_SHORT EXERCISE:_ Return the data from its first line up to and including the line containing "[450, 202, 474, 243]", reproducing each line verbatim.

(Detection examples)
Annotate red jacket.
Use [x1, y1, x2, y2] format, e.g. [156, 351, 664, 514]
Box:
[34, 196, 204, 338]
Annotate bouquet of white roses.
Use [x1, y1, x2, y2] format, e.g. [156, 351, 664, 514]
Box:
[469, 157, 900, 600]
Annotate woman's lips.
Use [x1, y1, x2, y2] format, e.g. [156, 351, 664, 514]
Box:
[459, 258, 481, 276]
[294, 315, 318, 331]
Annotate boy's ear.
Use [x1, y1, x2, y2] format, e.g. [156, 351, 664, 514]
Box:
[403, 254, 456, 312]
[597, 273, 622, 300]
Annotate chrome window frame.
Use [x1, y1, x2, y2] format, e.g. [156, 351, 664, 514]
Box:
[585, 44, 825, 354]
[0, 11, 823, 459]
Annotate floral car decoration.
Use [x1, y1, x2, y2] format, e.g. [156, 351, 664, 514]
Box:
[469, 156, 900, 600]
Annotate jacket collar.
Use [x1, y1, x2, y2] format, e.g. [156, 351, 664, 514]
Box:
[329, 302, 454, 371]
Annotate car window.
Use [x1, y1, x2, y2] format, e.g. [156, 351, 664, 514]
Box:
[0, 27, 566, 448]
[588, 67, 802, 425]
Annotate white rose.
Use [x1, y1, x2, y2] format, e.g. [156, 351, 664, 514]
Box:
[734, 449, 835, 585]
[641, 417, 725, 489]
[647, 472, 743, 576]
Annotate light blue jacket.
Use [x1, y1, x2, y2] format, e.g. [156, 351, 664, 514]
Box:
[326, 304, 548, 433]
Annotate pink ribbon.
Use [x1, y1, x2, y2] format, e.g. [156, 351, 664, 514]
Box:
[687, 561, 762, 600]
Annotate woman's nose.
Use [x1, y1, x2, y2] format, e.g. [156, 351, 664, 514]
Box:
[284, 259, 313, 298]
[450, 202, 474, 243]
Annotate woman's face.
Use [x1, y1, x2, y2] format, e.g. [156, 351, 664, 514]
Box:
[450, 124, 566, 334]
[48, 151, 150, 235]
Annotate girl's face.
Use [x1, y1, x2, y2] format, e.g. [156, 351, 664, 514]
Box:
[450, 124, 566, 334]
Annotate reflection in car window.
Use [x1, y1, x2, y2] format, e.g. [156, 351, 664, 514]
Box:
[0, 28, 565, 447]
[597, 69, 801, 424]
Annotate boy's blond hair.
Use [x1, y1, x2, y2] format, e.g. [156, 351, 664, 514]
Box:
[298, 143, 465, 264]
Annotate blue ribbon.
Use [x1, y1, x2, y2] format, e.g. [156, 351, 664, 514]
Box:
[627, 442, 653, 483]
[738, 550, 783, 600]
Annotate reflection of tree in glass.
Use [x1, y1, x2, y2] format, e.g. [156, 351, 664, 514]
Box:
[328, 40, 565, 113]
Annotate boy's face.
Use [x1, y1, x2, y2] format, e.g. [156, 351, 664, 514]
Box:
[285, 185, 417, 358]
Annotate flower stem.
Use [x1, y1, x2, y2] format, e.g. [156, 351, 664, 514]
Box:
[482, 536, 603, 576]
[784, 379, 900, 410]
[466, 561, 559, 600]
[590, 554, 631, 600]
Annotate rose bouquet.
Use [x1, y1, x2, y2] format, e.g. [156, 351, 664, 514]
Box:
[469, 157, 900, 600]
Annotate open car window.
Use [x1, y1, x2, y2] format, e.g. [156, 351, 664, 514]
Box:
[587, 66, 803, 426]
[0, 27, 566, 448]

_SOLUTION TO THIS TASK:_
Annotate red jacket.
Use [x1, y1, x2, y2] format, e.g. [156, 351, 664, 514]
Box:
[34, 196, 204, 338]
Annotate bouquet of white roses.
Use [x1, y1, x2, y2] format, e.g. [156, 351, 664, 514]
Box:
[469, 157, 900, 600]
Annotate woman's lips.
Use [x1, y1, x2, y2] format, e.g. [156, 351, 664, 514]
Box:
[459, 258, 481, 276]
[294, 315, 318, 331]
Annotate boy's ear.
Use [x1, y1, x2, y2] format, e.g. [156, 351, 664, 514]
Box:
[403, 254, 456, 312]
[597, 273, 622, 300]
Annotate chrome window frame.
Use [x1, y1, x2, y2] format, e.g. [156, 351, 664, 514]
Box:
[585, 44, 825, 354]
[0, 11, 823, 459]
Annotate floral car decoration.
Use [x1, y1, x2, y2] format, e.g. [156, 351, 664, 514]
Box:
[469, 156, 900, 600]
Annotate jacket collar.
Use [x1, y1, x2, y2] format, e.g. [156, 351, 664, 514]
Box:
[329, 302, 454, 371]
Annotate car window.
Use [x1, y1, x2, y2] format, e.g. [156, 351, 664, 514]
Box:
[0, 27, 566, 448]
[588, 67, 802, 425]
Annotate white rose.
Use [x1, y1, x2, y2] format, e.g. [156, 351, 664, 514]
Box:
[734, 449, 835, 585]
[641, 417, 725, 489]
[647, 472, 743, 576]
Annotate light blue jacket.
Use [x1, y1, x2, y2] format, e.g. [156, 351, 664, 514]
Box:
[326, 304, 548, 433]
Annotate pink ribbon.
Use [x1, y1, x2, y2] format, e.g. [156, 351, 664, 514]
Box:
[687, 561, 762, 600]
Annotate woman's nose.
Use [x1, y1, x2, y2] format, e.g. [156, 351, 664, 514]
Box:
[284, 259, 313, 298]
[450, 202, 474, 243]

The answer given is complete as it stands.